Top of Text section

Cancer stem cells : Medicine (original) (raw)

1 Introduction

It has long been known that tumors are not homogenous masses of cells. Given the assortment of cell and tissue types known to exist within tumors, recent research has focused on the generation of tumor heterogeneity. Among the early investigators of the 1800s, Virchow and Cohnheim postulated the existence of cancer stem cells (CSCs) that arise from what they believed to be “activation of dormant embryonic tissue remnants.”

Ultimately, proof of the existence of CSCs came in 1997 when Bonnet and Dick isolated a set of stem cells from acute myeloid leukemia (AML) and the samples were capable of transferring AML to immunosuppressed mice. As further advances have enabled deeper and more detailed investigations, tumor heterogeneity has been found to exist at the molecular and genetic levels, even among cancer cells that appear microscopically or otherwise identical. Although the existence of CSCs is now well known and accepted, their properties, role in various tumors, and frequency with which they occur in various tumors still remain the subject of active debate and investigation.

This review will discuss: Models of tumor heterogeneity, Historic perspective on CSCs, Functional properties of CSCs, Similarities to and differences from normal stem cells (NSCs), and the Role of the microenvironment.

2 Tumor heterogeneity overview

Tumor heterogeneity can be described as intertumoral heterogeneity or intratumoral heterogeneity. Intertumoral heterogeneity can be defined as variations observed between tumors of different tissue and cell types; variations observed between tumors of the same tissue type from diverse patients; and variations observed between different tumors within the same individual. Intratumoral heterogeneity refers to variations observed within a single tumor.

Numerous experiments have pointed to the existence of tumor heterogeneity. Tumor cell populations differed in such properties as:

2.1 Intertumoral heterogeneity

Intertumoral heterogeneity provides the basis for classifying cancer types and subtypes by differences in histology, genetic profiles, protein signatures, or expression of specific markers. Many of these variables provide clinically prognostic and/or predictive information. On the other hand, intratumoral heterogeneity complicates cancer prognosis and treatment.

2.2 Intratumoral heterogeneity

Early evidence of intratumor heterogeneity came from experiments in which tumor cells from murine cancers were extracted and introduced into syngeneic hosts. It was determined that not all transplanted cells could reconstitute tumors. Similarly, varying numbers of metastatic colonies resulting from injection of syngeneic mice with murine melanoma tumor-derived cells suggested that the parent tumor harbored cells with diverse metastatic potential.

In small sets of studies in patients with terminal cancer, tumors were autotransplanted subcutaneously and even then did not initiate new tumors in every case. In glioblastoma (GBM), analysis of tumor fragments from the same tumor revealed various gene losses and amplifications. Additionally, results from mitotic heterogeneity experiments and gene expression signature analysis demonstrated complex cell clonal population hierarchies and the presence of multiple GBM subtypes within a single tumor, respectively. These results clearly indicated the presence of multiple clonal cell populations within the tumors.

Bottom of Text section

§ Directions:
a: Translate this sentence from the cancer stem cell review above into Spanish: "Intratumoral heterogeneity refers to variations observed within a single tumor."
b: Please repeat word for word the part of the cancer stem cell review between "2.2 Intratumoral heterogeneity" and "diverse metastatic potential.", inclusive.

Top of Given entries

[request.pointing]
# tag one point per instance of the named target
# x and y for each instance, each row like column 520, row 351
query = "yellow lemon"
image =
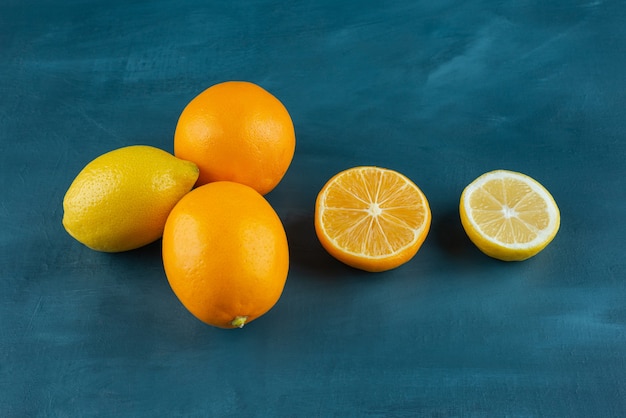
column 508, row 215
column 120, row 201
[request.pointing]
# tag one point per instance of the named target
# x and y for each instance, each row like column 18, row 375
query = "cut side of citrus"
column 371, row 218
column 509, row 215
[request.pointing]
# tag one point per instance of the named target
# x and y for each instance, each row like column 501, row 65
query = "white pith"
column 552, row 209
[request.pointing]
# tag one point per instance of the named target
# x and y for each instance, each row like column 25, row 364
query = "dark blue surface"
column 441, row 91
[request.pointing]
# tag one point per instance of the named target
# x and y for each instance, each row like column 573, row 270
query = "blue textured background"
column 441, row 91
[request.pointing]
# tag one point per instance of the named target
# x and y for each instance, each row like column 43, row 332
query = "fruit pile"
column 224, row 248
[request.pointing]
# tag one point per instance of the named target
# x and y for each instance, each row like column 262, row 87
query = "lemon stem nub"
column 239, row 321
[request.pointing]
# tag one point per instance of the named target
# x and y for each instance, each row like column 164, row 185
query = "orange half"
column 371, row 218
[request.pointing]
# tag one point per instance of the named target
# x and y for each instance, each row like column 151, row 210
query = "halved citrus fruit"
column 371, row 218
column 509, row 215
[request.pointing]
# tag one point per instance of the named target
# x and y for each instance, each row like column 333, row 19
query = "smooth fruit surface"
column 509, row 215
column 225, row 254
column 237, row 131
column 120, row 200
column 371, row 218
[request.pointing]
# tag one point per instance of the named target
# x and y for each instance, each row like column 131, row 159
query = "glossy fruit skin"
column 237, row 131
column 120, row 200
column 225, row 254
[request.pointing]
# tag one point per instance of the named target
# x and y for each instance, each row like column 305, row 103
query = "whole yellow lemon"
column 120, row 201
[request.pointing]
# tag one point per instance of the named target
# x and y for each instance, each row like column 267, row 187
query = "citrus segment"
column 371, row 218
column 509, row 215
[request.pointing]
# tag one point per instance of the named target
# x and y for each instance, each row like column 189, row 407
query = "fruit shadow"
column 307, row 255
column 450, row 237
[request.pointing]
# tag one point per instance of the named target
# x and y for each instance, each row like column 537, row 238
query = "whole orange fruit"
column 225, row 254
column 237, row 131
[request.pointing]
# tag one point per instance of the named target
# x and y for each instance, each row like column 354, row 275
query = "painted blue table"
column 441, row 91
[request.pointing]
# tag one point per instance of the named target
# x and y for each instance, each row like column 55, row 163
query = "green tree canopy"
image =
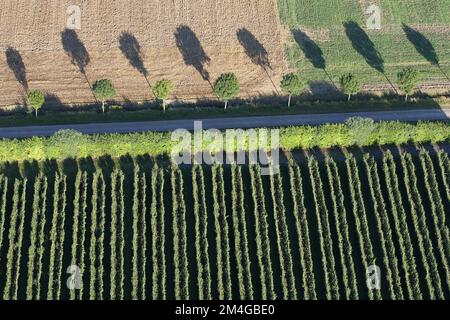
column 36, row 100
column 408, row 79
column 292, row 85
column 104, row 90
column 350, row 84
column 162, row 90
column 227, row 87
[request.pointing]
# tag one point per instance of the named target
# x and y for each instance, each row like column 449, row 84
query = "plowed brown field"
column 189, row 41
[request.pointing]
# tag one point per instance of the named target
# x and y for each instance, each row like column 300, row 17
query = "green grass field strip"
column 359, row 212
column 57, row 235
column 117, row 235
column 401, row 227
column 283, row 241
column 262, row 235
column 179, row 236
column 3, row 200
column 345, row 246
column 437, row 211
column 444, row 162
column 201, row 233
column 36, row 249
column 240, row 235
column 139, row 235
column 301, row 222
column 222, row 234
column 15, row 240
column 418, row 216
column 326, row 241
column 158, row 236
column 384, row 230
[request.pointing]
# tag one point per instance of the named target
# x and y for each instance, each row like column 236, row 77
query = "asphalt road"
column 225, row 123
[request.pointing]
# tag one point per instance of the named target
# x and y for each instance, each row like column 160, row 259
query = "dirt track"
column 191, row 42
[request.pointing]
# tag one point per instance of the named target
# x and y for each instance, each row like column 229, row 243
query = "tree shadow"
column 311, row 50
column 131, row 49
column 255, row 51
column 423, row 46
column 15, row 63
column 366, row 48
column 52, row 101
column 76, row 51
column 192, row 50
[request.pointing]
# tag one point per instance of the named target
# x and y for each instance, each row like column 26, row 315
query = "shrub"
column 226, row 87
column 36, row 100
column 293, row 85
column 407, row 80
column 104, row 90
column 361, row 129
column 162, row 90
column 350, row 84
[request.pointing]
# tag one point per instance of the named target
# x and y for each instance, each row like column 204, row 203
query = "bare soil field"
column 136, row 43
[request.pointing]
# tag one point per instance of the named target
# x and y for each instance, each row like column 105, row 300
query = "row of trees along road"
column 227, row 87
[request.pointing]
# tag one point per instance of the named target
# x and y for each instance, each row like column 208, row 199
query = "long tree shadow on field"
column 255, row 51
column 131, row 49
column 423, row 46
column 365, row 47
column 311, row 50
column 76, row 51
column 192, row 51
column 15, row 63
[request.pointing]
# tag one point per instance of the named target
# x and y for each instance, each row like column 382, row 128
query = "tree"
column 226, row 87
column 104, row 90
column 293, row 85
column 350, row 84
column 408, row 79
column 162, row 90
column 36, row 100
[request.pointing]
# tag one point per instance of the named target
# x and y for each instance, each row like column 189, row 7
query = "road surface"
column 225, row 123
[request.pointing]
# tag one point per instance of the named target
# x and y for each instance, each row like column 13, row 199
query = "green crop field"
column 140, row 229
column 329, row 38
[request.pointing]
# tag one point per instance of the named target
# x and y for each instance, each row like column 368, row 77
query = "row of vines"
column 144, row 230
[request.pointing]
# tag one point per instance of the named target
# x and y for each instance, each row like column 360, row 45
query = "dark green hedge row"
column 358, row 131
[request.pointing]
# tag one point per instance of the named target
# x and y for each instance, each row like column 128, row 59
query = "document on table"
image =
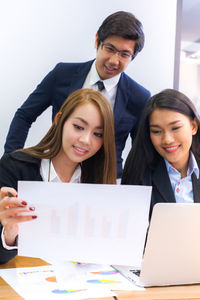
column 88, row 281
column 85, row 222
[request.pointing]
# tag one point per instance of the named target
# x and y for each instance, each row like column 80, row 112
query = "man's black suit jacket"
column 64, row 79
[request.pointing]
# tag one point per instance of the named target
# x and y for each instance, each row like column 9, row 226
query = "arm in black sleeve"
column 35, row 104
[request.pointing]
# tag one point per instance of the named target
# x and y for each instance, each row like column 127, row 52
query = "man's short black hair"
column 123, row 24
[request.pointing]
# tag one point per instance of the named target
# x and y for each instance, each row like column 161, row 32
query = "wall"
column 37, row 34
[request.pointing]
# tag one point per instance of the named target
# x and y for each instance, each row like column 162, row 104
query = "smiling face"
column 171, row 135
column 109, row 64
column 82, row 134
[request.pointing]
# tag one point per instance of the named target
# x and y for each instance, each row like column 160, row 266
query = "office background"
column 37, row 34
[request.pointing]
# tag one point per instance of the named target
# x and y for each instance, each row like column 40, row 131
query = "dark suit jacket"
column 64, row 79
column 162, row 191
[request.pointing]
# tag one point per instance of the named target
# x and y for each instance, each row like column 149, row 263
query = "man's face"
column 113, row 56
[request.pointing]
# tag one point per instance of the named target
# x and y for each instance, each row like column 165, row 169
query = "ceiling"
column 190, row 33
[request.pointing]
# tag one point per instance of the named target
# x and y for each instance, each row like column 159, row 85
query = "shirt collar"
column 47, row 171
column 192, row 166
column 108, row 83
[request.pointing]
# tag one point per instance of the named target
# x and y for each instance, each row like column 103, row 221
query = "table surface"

Bottom of Given entries

§ Answers:
a: La heterogeneidad intratumoral se refiere a las variaciones observadas dentro de un solo tumor.

b:
2.2 Intratumoral heterogeneity

Early evidence of intratumor heterogeneity came from experiments in which tumor cells from murine cancers were extracted and introduced into syngeneic hosts. It was determined that not all transplanted cells could reconstitute tumors. Similarly, varying numbers of metastatic colonies resulting from injection of syngeneic mice with murine melanoma tumor-derived cells suggested that the parent tumor harbored cells with diverse metastatic potential.